§ WORK TO BE COMPLETED:
Turn all of the lines below into a Markdown table with the columns "Number" and "Line," giving each line its own numbered row and skipping any blank lines. Leave the pictures out of the table.

§ LISTED ENTRIES:
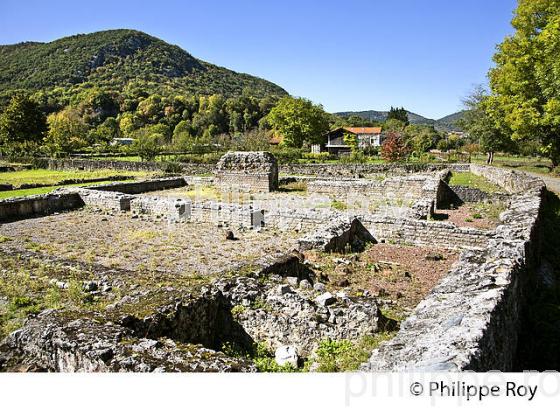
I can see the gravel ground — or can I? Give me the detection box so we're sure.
[306,243,459,310]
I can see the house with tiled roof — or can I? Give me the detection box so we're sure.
[324,127,383,155]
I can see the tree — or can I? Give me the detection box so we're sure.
[484,0,560,166]
[387,107,409,125]
[88,117,120,144]
[404,124,441,155]
[45,108,88,156]
[132,126,165,161]
[381,131,410,162]
[383,118,406,132]
[459,86,511,164]
[0,94,47,152]
[266,97,329,148]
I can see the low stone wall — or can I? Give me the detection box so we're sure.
[362,166,544,371]
[191,201,264,228]
[359,215,493,249]
[0,193,84,222]
[130,196,264,229]
[86,178,187,195]
[48,159,214,175]
[307,175,440,201]
[280,163,470,178]
[215,151,278,192]
[469,164,542,193]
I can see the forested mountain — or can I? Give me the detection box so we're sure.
[0,30,287,97]
[335,110,463,131]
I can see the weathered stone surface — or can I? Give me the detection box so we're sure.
[0,192,84,222]
[0,311,254,372]
[362,166,543,371]
[299,219,375,252]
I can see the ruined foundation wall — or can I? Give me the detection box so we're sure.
[362,166,544,371]
[360,215,492,249]
[214,151,278,192]
[280,163,469,178]
[0,193,84,222]
[130,196,264,228]
[48,159,214,175]
[307,175,440,200]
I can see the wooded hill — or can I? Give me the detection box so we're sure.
[0,30,287,97]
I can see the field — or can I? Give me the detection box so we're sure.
[0,169,154,200]
[449,172,500,193]
[0,169,150,187]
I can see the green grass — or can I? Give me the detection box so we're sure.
[306,332,395,373]
[516,192,560,371]
[0,180,131,200]
[0,169,152,187]
[0,254,104,340]
[449,172,501,193]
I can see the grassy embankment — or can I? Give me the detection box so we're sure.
[0,169,153,199]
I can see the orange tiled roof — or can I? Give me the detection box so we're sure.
[344,127,381,134]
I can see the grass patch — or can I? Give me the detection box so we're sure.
[471,202,507,222]
[279,181,307,193]
[0,255,103,340]
[306,332,395,373]
[515,191,560,371]
[331,199,348,211]
[0,169,153,187]
[449,172,501,194]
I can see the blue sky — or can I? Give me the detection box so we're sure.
[0,0,516,118]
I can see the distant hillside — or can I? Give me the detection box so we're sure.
[0,30,287,97]
[335,110,463,131]
[436,110,465,131]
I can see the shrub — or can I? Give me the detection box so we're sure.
[302,152,334,161]
[381,132,410,162]
[271,147,303,164]
[162,161,183,174]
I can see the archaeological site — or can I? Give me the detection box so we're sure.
[0,152,545,372]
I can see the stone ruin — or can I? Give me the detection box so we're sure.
[214,151,278,192]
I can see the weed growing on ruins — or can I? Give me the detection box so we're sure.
[331,199,348,211]
[0,255,103,339]
[471,202,507,222]
[0,169,153,187]
[517,191,560,371]
[449,172,501,193]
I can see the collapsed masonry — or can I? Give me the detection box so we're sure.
[214,151,278,192]
[0,153,543,371]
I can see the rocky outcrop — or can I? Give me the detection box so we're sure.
[214,151,278,192]
[0,311,255,372]
[215,277,392,357]
[362,166,544,371]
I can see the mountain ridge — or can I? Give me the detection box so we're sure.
[0,29,288,97]
[334,110,464,131]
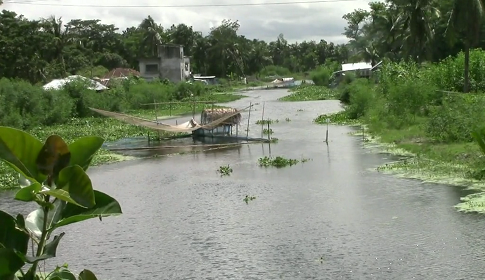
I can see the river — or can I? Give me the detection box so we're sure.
[0,90,485,280]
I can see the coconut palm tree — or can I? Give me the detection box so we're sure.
[392,0,440,61]
[446,0,485,93]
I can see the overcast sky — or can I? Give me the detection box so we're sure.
[1,0,371,43]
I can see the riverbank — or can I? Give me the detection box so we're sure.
[0,93,245,190]
[314,104,485,213]
[278,84,339,101]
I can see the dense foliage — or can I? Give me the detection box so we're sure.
[0,76,223,129]
[0,10,347,83]
[344,0,485,92]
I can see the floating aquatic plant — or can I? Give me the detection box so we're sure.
[217,164,232,176]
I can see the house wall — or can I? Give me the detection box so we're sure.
[160,57,185,82]
[158,45,190,82]
[138,58,161,80]
[138,45,191,82]
[184,56,192,79]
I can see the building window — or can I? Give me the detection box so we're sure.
[145,64,158,74]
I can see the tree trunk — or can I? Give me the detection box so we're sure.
[463,43,470,93]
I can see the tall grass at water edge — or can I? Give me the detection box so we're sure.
[0,76,243,189]
[315,50,485,212]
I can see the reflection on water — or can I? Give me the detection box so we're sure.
[0,90,485,279]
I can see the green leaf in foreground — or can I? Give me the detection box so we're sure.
[26,232,65,263]
[52,165,96,208]
[15,182,42,202]
[0,126,42,181]
[0,211,29,254]
[79,269,98,280]
[69,136,104,171]
[53,190,122,229]
[0,248,25,279]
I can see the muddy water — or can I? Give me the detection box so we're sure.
[1,90,485,279]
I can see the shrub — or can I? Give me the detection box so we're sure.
[341,79,375,119]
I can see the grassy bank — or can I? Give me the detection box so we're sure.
[315,51,485,213]
[279,85,339,101]
[0,79,244,189]
[126,93,245,119]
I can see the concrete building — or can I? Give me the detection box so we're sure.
[138,45,190,83]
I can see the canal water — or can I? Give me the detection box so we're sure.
[0,90,485,280]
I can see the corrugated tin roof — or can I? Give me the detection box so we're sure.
[43,75,108,90]
[102,68,141,79]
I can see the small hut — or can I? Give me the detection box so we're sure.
[200,108,242,126]
[193,108,242,136]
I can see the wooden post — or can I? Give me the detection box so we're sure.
[192,94,195,119]
[261,101,266,139]
[246,102,253,140]
[268,119,271,142]
[153,99,161,141]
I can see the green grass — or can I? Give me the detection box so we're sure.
[0,117,180,189]
[315,111,485,213]
[125,93,246,119]
[0,93,245,189]
[313,111,360,125]
[279,85,339,101]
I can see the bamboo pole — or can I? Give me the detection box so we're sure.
[246,102,253,138]
[261,102,266,138]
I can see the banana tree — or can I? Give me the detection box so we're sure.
[0,126,122,280]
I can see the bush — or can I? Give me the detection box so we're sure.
[259,65,291,79]
[344,79,375,119]
[0,79,73,129]
[0,78,233,132]
[310,66,333,87]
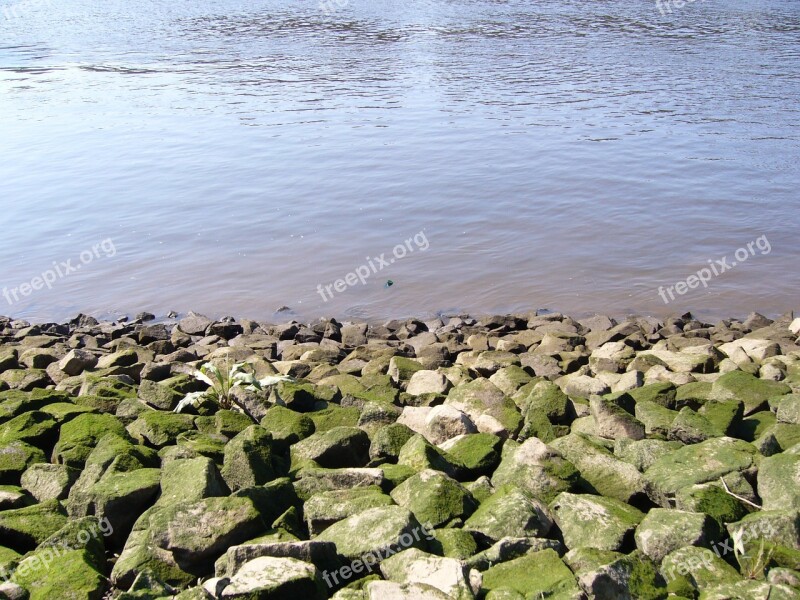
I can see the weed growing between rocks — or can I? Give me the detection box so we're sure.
[0,313,800,600]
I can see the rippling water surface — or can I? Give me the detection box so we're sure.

§ FINISHED TASK:
| Number | Line |
|---|---|
| 1 | I can see the gravel ground — or can I? Give me the detection box so we're sure. |
| 2 | [306,243,459,310] |
| 3 | I can see the house with tiled roof — or can I? Give me the detection box so we're sure. |
| 4 | [324,127,383,155] |
| 5 | I can see the tree — or can I? Give me the detection box so we're sure. |
| 6 | [484,0,560,166] |
| 7 | [387,107,409,125] |
| 8 | [88,117,120,144] |
| 9 | [404,124,441,155] |
| 10 | [45,108,88,156] |
| 11 | [132,126,165,161] |
| 12 | [381,131,410,162] |
| 13 | [383,118,406,132] |
| 14 | [459,86,511,164] |
| 15 | [0,94,47,152] |
| 16 | [266,97,329,148] |
| 17 | I can see the low stone wall — or can I? Give me the detection box so we're sure. |
| 18 | [362,166,544,371] |
| 19 | [191,201,264,228] |
| 20 | [359,215,493,249] |
| 21 | [0,193,84,222] |
| 22 | [130,196,264,229] |
| 23 | [86,178,187,195] |
| 24 | [48,159,214,175] |
| 25 | [307,175,440,201] |
| 26 | [280,163,470,178] |
| 27 | [215,151,278,192] |
| 28 | [469,164,542,193] |
| 29 | I can see the forested mountain — or can I? Give me the detection box so we're sure. |
| 30 | [0,30,287,97] |
| 31 | [335,110,463,131] |
| 32 | I can see the weathered stone surface — or can I? Give me the detection box so we're sure. |
| 33 | [0,192,84,222] |
| 34 | [0,311,254,372] |
| 35 | [362,166,543,371] |
| 36 | [299,219,375,252] |
| 37 | I can see the ruined foundation wall — or can I? Give me the detection box so we're sure. |
| 38 | [362,166,544,371] |
| 39 | [360,215,492,249] |
| 40 | [214,151,278,192] |
| 41 | [280,163,469,178] |
| 42 | [0,193,84,222] |
| 43 | [130,196,264,228] |
| 44 | [48,159,214,175] |
| 45 | [307,175,440,200] |
| 46 | I can see the wooded hill — or can I? Give me the detection box so we're sure. |
| 47 | [0,30,287,97] |
| 48 | I can see the field — or can I? Give me the detection box so we're sure. |
| 49 | [0,169,154,200] |
| 50 | [449,172,500,193] |
| 51 | [0,169,150,187] |
| 52 | I can see the green grass — or can I? Give me the detection box so we're sure. |
| 53 | [306,332,395,373] |
| 54 | [516,192,560,371] |
| 55 | [0,180,131,200] |
| 56 | [0,169,152,187] |
| 57 | [0,254,104,340] |
| 58 | [449,172,501,193] |
| 59 | I can see the grassy embankment — or can I? Give me the detection box so we're sure. |
| 60 | [0,169,153,199] |
| 61 | I can see the orange tiled roof — or can I? Give me the detection box so we're sure. |
| 62 | [344,127,381,134] |
| 63 | I can see the grass patch — or can I? Give me the detection box so we're sure. |
| 64 | [471,202,507,222] |
| 65 | [279,181,307,193] |
| 66 | [0,255,103,340] |
| 67 | [306,332,395,373] |
| 68 | [515,191,560,371] |
| 69 | [331,199,348,211] |
| 70 | [0,169,153,187] |
| 71 | [449,172,501,194] |
| 72 | I can see the blue sky — or can I? Give me the detection box so we're sure. |
| 73 | [0,0,516,118] |
| 74 | I can see the distant hillside — or can I? Give me the detection box so we're sure. |
| 75 | [0,30,287,97] |
| 76 | [335,110,463,131] |
| 77 | [436,110,465,131] |
| 78 | I can see the shrub — or can I? Give me the detection box so we're sure. |
| 79 | [302,152,334,161] |
| 80 | [381,132,410,162] |
| 81 | [271,147,303,164] |
| 82 | [162,161,183,174] |
| 83 | I can see the archaeological site — or can I? Give me the detection box so we're sure. |
| 84 | [0,152,545,372] |
| 85 | I can see the stone ruin — or can I? Give me the detection box so we're sure. |
| 86 | [214,151,278,192] |
| 87 | I can see the weed growing on ruins — or can I? Give me the detection box so we're sure. |
| 88 | [331,199,348,211] |
| 89 | [0,255,103,339] |
| 90 | [471,202,507,222] |
| 91 | [0,169,153,187] |
| 92 | [517,191,560,371] |
| 93 | [449,172,501,193] |
| 94 | I can see the collapsed masonry — or can I? Give me the detection box so we're sure. |
| 95 | [214,151,278,192] |
| 96 | [0,153,543,371] |
| 97 | I can see the rocky outcrop — or can I? Give me the detection box so we're sure. |
| 98 | [214,151,278,192] |
| 99 | [0,311,255,372] |
| 100 | [215,277,392,357] |
| 101 | [362,166,544,371] |
| 102 | I can see the mountain ridge — or can I? Give me the detection box so we're sure. |
| 103 | [0,29,288,97] |
| 104 | [334,110,464,131] |
| 105 | I can see the river — or can I? Give me the detection box so we're sure. |
| 106 | [0,90,485,280] |
| 107 | I can see the coconut palm tree — or can I? Give me the detection box so we're sure. |
| 108 | [392,0,440,61] |
| 109 | [446,0,485,93] |
| 110 | I can see the overcast sky — or can I? Give me the detection box so we're sure. |
| 111 | [1,0,371,43] |
| 112 | I can see the riverbank — or can I? Give me the detection box so we're sure. |
| 113 | [0,93,245,190] |
| 114 | [314,104,485,213] |
| 115 | [278,84,339,101] |
| 116 | I can see the dense foliage — or can I? Give me the detection box so we're sure. |
| 117 | [0,76,223,129] |
| 118 | [0,10,347,83] |
| 119 | [344,0,485,92] |
| 120 | I can see the floating aquatic plant — or can I? Give me the detection box so we're sure. |
| 121 | [217,164,232,176] |
| 122 | I can see the house wall — or can I? Give me the detection box so we're sure. |
| 123 | [160,57,185,82] |
| 124 | [158,45,190,82] |
| 125 | [138,58,161,80] |
| 126 | [138,45,191,82] |
| 127 | [184,56,192,79] |
| 128 | I can see the building window — or can I? Give me the detection box so we're sure. |
| 129 | [145,64,158,74] |
| 130 | I can see the tree trunk — or can I? Give me the detection box so we're sure. |
| 131 | [463,43,470,93] |
| 132 | I can see the tall grass at water edge — or can I? Give me the detection box so we're sure. |
| 133 | [0,76,243,189] |
| 134 | [315,50,485,212] |
| 135 | I can see the reflection on water — or can I? Give me the detection box so we're sure. |
| 136 | [0,90,485,279] |
| 137 | I can see the green leaf in foreground — or can I? Give me the detection box so we're sure. |
| 138 | [26,232,65,263] |
| 139 | [52,165,96,208] |
| 140 | [15,182,42,202] |
| 141 | [0,126,42,181] |
| 142 | [0,211,29,254] |
| 143 | [79,269,98,280] |
| 144 | [69,136,104,171] |
| 145 | [53,190,122,229] |
| 146 | [0,248,25,279] |
| 147 | I can see the muddy water — or can I? Give me the detection box so we're sure. |
| 148 | [1,90,485,279] |
| 149 | I can see the shrub — or can I? Give me the detection box so we're sure. |
| 150 | [341,79,375,119] |
| 151 | I can see the grassy bank — or can I? Give me the detection box so we're sure. |
| 152 | [315,51,485,213] |
| 153 | [279,85,339,101] |
| 154 | [0,79,244,189] |
| 155 | [126,93,245,119] |
| 156 | I can see the concrete building — or can I? Give me the detection box so we're sure. |
| 157 | [138,45,190,83] |
| 158 | I can see the canal water — or can I? Give me the detection box so we're sure. |
| 159 | [0,90,485,280] |
| 160 | I can see the corrugated tin roof — or can I? Give me the detection box so we're sure. |
| 161 | [43,75,108,90] |
| 162 | [102,68,141,79] |
| 163 | I can see the small hut — or can I? Give me the detection box so we're sure. |
| 164 | [200,108,242,126] |
| 165 | [193,108,242,136] |
| 166 | I can see the wooden post — or can I? Give me the detection box so we're sure. |
| 167 | [192,94,195,119] |
| 168 | [261,101,266,139] |
| 169 | [246,102,253,140] |
| 170 | [268,119,271,142] |
| 171 | [153,99,161,141] |
| 172 | I can see the green grass — or can I? Give me the detection box so we're sure. |
| 173 | [0,117,180,189] |
| 174 | [315,111,485,213] |
| 175 | [125,93,246,119] |
| 176 | [0,93,245,189] |
| 177 | [313,111,360,125] |
| 178 | [279,85,339,101] |
| 179 | I can see the bamboo pole — or can I? Give me the detection box so we're sure. |
| 180 | [246,102,253,138] |
| 181 | [261,102,266,138] |
| 182 | I can see the banana tree — or can I? Give me the detection box so we're sure. |
| 183 | [0,126,122,280] |
| 184 | I can see the bush — or can I? Give me the detection box so we're sure. |
| 185 | [259,65,291,79] |
| 186 | [344,79,375,119] |
| 187 | [0,79,73,129] |
| 188 | [0,78,233,132] |
| 189 | [310,66,333,87] |
| 190 | I can see the weed growing between rocks — or can I? Give me the detection box so we're sure. |
| 191 | [0,313,800,600] |
| 192 | I can see the rippling water surface — or can I? Give me the detection box so we're sure. |